What you need to do:
In the text on inline assembly coding, what is the volatile qualifier on the asm statement meant to prevent?

Text extract:
Inline assembly coding
Once you have understood how to use assembly instructions, you may want to write an assembler program. This can be done by writing such a program into a file with an S extension and then handing it over to avr-gcc. Unfortunately, the Arduino IDE does not support that. Although the Arduino IDE has supported that for some time by now, it would mean that you also need to learn about the syntax of assembly language files. Instead, there is the possibility to insert inline assembly code into C/C++ code, as in the following basic example, where we enable interrupts:
asm volatile("sei");
Note that we use the asm
statement with the volatile
qualifier. This is something one should do in order to avoid the compiler optimizing the assembly code away or moving it out of a loop (strictly speaking, this is only necessary when there is an output operand that is not used afterward in the C++ code, but it never hurts anyway).

Recorded information:
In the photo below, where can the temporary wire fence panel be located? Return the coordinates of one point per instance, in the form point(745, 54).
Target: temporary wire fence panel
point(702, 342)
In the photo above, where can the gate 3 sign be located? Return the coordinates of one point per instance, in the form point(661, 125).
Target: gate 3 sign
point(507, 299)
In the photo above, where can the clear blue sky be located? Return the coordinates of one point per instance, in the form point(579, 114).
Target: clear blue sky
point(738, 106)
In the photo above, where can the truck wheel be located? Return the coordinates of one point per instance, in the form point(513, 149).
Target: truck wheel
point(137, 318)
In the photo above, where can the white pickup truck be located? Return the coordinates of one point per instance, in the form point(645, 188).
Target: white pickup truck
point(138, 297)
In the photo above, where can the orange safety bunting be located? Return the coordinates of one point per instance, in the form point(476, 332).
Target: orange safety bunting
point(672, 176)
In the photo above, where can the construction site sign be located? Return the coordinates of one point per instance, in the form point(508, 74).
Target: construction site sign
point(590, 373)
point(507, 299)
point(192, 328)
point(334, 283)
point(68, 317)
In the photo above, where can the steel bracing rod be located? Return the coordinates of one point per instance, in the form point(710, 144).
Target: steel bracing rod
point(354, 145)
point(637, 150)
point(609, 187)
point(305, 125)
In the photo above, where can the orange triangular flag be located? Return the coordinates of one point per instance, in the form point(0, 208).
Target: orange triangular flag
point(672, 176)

---

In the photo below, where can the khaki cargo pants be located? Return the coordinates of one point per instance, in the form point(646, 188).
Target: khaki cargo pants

---

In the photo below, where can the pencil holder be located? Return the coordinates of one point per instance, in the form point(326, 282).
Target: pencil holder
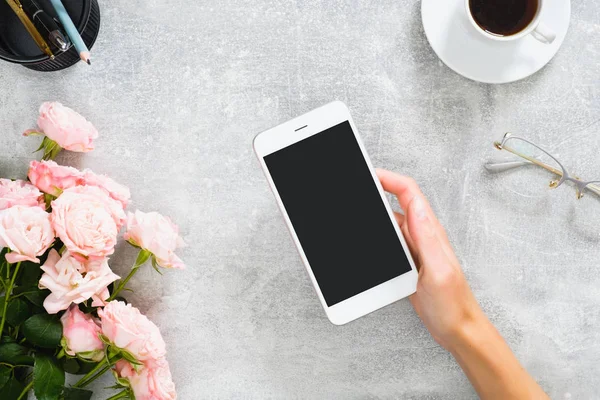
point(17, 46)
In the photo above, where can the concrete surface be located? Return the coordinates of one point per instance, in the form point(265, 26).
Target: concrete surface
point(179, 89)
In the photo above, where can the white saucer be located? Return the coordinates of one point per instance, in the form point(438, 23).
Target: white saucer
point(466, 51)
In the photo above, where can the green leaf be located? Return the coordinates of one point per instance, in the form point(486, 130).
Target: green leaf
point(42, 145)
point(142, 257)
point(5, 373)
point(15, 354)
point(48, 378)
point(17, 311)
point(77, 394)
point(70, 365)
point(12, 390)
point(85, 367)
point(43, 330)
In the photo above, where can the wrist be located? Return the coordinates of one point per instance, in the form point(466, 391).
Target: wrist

Complete output:
It keeps the compiler from optimizing the assembly code away or moving it out of a loop.